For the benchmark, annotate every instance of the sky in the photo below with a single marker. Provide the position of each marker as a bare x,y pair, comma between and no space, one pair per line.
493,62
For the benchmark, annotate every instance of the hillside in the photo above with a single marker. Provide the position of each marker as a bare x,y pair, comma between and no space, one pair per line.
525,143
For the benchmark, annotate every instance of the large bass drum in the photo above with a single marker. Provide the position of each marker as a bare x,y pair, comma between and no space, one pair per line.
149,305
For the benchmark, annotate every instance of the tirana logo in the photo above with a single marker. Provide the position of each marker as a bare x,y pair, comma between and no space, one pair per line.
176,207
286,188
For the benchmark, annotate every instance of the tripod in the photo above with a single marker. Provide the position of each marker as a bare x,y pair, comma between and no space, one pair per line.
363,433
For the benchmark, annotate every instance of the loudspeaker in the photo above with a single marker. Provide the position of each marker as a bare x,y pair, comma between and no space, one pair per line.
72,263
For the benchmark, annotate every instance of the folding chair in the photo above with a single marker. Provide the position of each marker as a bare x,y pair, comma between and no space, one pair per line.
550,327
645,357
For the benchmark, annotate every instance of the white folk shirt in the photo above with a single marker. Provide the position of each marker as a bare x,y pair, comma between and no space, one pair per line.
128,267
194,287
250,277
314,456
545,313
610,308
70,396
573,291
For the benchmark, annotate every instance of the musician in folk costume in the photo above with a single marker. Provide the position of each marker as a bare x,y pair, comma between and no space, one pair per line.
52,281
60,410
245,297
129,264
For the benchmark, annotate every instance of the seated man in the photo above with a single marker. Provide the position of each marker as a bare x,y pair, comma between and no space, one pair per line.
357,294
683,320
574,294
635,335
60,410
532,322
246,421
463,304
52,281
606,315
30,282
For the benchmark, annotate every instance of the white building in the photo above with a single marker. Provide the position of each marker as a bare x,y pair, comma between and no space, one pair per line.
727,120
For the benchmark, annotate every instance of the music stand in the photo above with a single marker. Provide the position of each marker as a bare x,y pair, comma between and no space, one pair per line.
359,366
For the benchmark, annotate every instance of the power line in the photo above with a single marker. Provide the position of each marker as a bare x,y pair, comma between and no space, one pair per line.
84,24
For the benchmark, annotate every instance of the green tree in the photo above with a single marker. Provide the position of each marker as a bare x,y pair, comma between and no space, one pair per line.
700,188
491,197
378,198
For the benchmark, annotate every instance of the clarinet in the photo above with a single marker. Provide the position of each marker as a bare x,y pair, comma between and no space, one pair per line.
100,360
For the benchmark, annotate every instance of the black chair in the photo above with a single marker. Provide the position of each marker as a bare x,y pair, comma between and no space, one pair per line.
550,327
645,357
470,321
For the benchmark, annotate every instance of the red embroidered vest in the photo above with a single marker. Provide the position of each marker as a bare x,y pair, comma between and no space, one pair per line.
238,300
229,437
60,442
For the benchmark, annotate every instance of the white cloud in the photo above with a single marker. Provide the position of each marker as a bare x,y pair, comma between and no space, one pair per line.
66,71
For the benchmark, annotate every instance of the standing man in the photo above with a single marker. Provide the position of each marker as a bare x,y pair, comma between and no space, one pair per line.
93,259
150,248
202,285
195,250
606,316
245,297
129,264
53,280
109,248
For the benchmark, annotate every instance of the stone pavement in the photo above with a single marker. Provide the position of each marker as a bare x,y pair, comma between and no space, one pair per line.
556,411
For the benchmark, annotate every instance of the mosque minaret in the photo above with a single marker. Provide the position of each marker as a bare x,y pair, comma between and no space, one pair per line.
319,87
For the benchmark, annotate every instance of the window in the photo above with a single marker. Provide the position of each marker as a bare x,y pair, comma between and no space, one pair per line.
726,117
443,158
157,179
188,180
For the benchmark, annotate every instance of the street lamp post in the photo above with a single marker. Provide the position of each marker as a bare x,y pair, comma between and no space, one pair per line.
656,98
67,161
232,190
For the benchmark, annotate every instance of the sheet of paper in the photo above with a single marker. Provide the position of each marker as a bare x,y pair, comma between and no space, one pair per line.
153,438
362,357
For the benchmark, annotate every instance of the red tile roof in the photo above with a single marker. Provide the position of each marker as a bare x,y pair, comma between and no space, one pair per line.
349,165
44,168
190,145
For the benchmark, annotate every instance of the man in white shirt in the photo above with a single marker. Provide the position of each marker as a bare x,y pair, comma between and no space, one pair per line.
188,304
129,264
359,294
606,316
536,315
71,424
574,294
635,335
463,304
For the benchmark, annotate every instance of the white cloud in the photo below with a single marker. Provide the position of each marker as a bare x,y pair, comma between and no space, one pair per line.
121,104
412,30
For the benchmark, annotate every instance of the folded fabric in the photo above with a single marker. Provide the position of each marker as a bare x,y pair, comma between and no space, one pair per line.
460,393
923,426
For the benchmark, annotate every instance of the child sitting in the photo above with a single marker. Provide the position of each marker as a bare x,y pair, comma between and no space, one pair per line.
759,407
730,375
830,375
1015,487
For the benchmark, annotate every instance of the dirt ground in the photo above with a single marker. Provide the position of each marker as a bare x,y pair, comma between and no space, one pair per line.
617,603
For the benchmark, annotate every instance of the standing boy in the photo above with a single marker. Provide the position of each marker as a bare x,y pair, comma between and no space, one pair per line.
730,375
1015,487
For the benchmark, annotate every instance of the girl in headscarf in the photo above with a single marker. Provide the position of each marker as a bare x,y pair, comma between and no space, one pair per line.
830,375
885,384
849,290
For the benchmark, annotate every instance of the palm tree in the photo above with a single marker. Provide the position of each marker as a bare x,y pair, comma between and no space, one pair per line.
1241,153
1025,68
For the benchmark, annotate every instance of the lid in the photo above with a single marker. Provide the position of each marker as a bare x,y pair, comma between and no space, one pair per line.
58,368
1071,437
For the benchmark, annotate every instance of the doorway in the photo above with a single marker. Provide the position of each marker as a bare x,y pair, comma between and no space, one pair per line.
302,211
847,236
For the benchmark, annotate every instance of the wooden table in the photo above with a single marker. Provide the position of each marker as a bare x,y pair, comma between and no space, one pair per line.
-=-=-
Quote each line above in full, word for word.

**Response to this exercise**.
For the benchmark, annotate every instance of the sky in the photo below with a single marker. Provide the position of each marker as a bare x,y pair, comma between and no space, one pair per line.
493,62
For the benchmark, annotate every instance of the hillside in the photo above with a single marker. Provide the position of each marker as a bare x,y pair, comma between and no space, one pair per line.
525,143
For the benchmark, annotate every instance of the large bass drum in the photo above with a single marker. Provide the position of each marker as a bare x,y pair, comma between and no space, one pair per line.
149,305
For the benchmark, annotate every instance of the tirana logo in the photo above with a single marker. Provide the position of each marker as a bare x,y pair, comma between and no space, one pair per line.
176,207
286,188
For the benchmark, annotate every instance of the tripod in the photo above with a single marker. Provide the position of each marker as a bare x,y pair, comma between and no space, one pair per line.
363,433
For the benchmark, annotate every instance of the loudspeaker in the photo above with a single marker. Provide the position of each marker as a bare x,y pair, comma between and no space, one pair per line.
72,263
For the benchmark, annotate every instance of the folding chair in the photo above with a single marker. Provide the position of each marker as a bare x,y pair, comma between and no space, one pair per line.
550,327
645,357
For the benchmark, annotate every instance of the white folk shirt in the photo above with a single marker. Provide the position of each marker as a bare x,y pair, comma between and no space, one pair per line.
128,267
194,287
250,277
314,456
545,313
610,308
70,396
573,291
For the benchmark, annotate every instance of the musician in folk costume in the photo above with a single marker. Provide the position of each marker as a bare x,y pair, comma between and no space, one pair per line.
52,281
60,410
245,297
129,264
For the benchmark, annotate every instance of the seated man in the photo above with a single marker. Provide the position of each marker as a bare x,y pair, comma between and no space, one pair per line.
357,294
683,320
574,294
635,335
60,410
532,322
246,421
463,304
52,281
606,315
30,282
For the benchmark, annotate every instance of the white building in the photo above with a single marker. Provide the position of each marker as a bare x,y pair, comma between and no space, one pair per line.
727,120
For the benchmark, annotate every instance of the music stand in the photo above with a single marker. Provide the position of each marker as a bare x,y pair, comma between and no space, one pair per line.
359,366
For the benchmark, annotate every instance of the power line in the photo above with a single marker. Provide the position of each marker as a bare x,y pair, comma between and no space, one pair per line.
84,24
For the benchmark, annotate every instance of the green tree in the photo above with a single marker. Provide the position of each marker as a bare x,y pair, comma between and no space, one pair per line.
700,188
491,197
378,198
For the benchmark, annotate every instance of the clarinet in the photo above with a single marker. Provide the position of each marker as a bare x,y pair, comma between and no space, one pair per line.
100,360
For the benchmark, annotate every instance of the black chair in the photo above with a single marker. Provide the position of each marker as a bare x,y pair, comma between and no space, one pair per line.
550,327
645,357
470,321
For the benchmark, annotate every instance of the red embroidered vest in the photo above with a single marker. Provide the position of each marker as a bare x,y pair, comma between and no space, one pair per line.
238,300
229,437
60,442
For the benchmark, annotate every instance of the white cloud in the photo above with a single marker. Provide the position of each marker as a bare x,y pair, comma between and no space, one pair per line.
66,71
For the benchmark, annotate every instance of the standing man in the photo above with a single marker. Provide the position of each marker as a bare x,y pair, comma between and no space, one pair per line.
93,259
150,248
202,285
195,250
606,316
245,297
129,264
53,280
109,248
For the benchmark, annotate every instance of the stone pavement in the photo above with a single marker. Provide the position of each marker as a bare x,y pair, comma between and no space, one pair per line.
556,411
For the benchmark, annotate every instance of the mosque minaret in the photo above with a single marker. Provide the position of each marker as a bare x,y pair, comma between and no space, one pair per line.
319,87
For the benchmark, annotate every instance of the window in the photo above with a single marker. Provide the position of each marker as a bare x,y pair, comma between and no space, one pair per line.
726,117
443,158
157,179
188,180
For the benchmark, annotate every instance of the street lamp post in the photo above with a single marker. Provide the position of each marker as a bare x,y pair, comma between and no space, one pair per line.
656,98
67,161
232,190
For the benchmark, annotate every instance of the sheet of paper in the photo above with a single marker. Provide the position of each marker as a bare x,y pair, comma between and no space, one pair per line.
153,438
362,357
For the benchmark, annotate every instance of the red tile roof in the photo above with a single marker. Provide the position of each marker as a bare x,y pair, comma between and no space, one pair per line.
349,165
44,168
190,145
For the benchmark, annotate every instance of the man in white shirt in the photo above with a single marker. Provide the position of each marker as a bare x,y pair, comma between and no space, one pair per line.
188,304
129,264
359,294
606,316
536,315
71,424
574,294
635,335
463,304
For the benchmark, annotate every instance of the white cloud in the photo below with a single marker. Provide the position of each marker as a bare x,y pair, comma between and no space, one pair per line.
121,104
412,30
For the benchmark, annotate every instance of the folded fabric in the photo above with a single marker. Provide the position of each marker as a bare x,y pair, comma between and no space, one pair per line.
460,393
923,426
For the benchmark, annotate every instance of the child sitting in the photo above with a single marker. Provide the position of each marker as a bare x,y pair, comma between and no space, one pair per line.
759,407
730,375
830,375
1015,487
For the benchmark, annotate every instance of the dirt ground in the photo above with a single marker. Provide the position of each marker as a bare x,y pair, comma between and no space, one pair per line.
617,603
For the benchmark, annotate every instance of the standing boy in the photo above with a single marker. Provide the position of each marker as a bare x,y pair, comma between and no space, one pair per line.
730,375
1015,487
For the benchmark, annotate every instance of the girl in headscarf in the photo above with a single marker. Provide the position of each marker as a bare x,y pair, comma between and no space, one pair per line.
830,375
885,384
849,290
For the benchmark, annotate every instance of the palm tree in the photo above with a single marker. Provide the position of each marker as a bare x,y pair, comma between and no space, one pair per line.
1241,153
1025,68
For the benchmark, annotate every instance of the lid in the photo above with a single marker. Provide the position of each marker as a bare x,y pair, comma between and no space, one pair per line.
58,368
1071,437
For the benchmark, annotate every instance of the doorway in the photo above with a single marker. Provide the position of each marker as a bare x,y pair, comma between and no space, one pair per line.
302,211
847,236
For the benchmark, annotate every instance of the wooden table in the photo above with a single marker. Provide the position of each marker as a bare x,y pair, comma between and no space, one pair per line.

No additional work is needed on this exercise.